Instruction — Find every line in the listing below that contains the word "along", and copy each of those lines in full.

Material to process —
===
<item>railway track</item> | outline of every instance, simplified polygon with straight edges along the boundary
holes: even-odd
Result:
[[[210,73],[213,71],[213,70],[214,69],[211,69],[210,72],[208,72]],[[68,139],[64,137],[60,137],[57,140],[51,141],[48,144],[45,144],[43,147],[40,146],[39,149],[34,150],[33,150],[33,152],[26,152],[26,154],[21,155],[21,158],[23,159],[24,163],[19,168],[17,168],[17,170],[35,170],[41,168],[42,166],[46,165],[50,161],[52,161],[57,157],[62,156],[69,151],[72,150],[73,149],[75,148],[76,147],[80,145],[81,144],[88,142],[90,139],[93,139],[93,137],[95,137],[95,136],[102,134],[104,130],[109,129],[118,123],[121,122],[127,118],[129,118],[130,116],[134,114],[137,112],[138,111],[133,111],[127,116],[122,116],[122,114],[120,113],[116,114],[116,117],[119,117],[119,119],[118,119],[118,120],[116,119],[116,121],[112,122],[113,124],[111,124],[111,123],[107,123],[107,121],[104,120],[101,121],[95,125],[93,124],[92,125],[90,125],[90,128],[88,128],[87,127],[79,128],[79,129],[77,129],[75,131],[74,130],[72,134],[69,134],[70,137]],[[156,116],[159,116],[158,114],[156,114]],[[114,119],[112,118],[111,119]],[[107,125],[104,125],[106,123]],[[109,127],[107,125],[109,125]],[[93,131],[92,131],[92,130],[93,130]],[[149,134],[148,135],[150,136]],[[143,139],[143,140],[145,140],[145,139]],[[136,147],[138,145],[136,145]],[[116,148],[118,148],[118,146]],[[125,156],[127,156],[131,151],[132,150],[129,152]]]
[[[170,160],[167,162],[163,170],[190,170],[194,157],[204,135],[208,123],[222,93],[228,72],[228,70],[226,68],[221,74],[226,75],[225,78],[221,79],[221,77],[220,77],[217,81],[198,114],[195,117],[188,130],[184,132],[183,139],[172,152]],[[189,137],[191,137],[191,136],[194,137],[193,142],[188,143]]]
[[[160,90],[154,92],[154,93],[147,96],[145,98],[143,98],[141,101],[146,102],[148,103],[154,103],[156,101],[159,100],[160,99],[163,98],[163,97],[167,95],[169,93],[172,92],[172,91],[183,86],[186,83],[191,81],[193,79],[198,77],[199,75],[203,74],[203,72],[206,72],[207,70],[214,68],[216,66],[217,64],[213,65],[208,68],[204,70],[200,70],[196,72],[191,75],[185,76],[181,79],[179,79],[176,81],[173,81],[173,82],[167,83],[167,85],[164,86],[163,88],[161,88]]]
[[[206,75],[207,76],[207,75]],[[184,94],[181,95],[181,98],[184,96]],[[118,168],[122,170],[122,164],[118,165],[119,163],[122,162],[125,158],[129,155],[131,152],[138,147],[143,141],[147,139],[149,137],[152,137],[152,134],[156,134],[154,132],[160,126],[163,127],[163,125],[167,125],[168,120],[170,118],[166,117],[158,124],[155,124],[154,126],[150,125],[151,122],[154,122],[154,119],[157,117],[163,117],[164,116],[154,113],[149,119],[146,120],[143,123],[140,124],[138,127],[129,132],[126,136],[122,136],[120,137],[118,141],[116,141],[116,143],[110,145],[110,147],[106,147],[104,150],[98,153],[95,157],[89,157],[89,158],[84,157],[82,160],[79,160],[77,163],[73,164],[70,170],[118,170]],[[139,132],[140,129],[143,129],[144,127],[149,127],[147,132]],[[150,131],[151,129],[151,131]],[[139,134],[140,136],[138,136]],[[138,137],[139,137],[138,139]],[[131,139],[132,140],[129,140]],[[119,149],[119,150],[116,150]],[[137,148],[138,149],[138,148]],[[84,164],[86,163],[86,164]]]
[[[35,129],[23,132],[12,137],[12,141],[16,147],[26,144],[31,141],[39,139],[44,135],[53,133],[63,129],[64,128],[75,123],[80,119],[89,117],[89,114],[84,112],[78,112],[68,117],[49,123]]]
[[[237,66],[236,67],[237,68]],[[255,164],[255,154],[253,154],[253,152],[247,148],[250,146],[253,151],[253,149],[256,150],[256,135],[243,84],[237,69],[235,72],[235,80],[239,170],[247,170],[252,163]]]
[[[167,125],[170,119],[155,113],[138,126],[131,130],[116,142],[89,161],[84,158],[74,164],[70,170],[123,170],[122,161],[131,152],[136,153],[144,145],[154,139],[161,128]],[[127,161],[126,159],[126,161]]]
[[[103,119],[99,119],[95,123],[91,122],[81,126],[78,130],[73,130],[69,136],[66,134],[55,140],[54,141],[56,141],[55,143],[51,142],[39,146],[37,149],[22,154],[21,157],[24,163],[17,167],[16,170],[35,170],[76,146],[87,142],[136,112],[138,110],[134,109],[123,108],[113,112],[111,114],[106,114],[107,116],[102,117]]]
===
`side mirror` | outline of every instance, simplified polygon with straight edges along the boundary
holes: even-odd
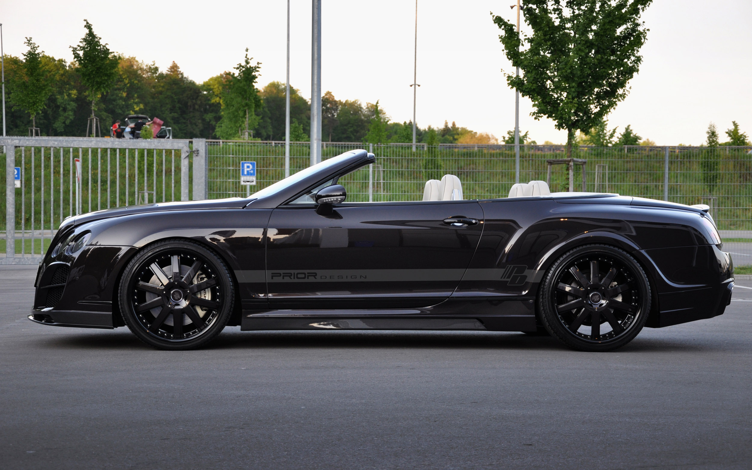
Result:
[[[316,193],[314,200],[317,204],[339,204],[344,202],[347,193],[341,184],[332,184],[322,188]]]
===
Exercise response —
<item>railway track</item> | outline of every instance, simplified polygon with straight edges along the boundary
`side mirror` | outline of every instance, simplified polygon with straight edges along the boundary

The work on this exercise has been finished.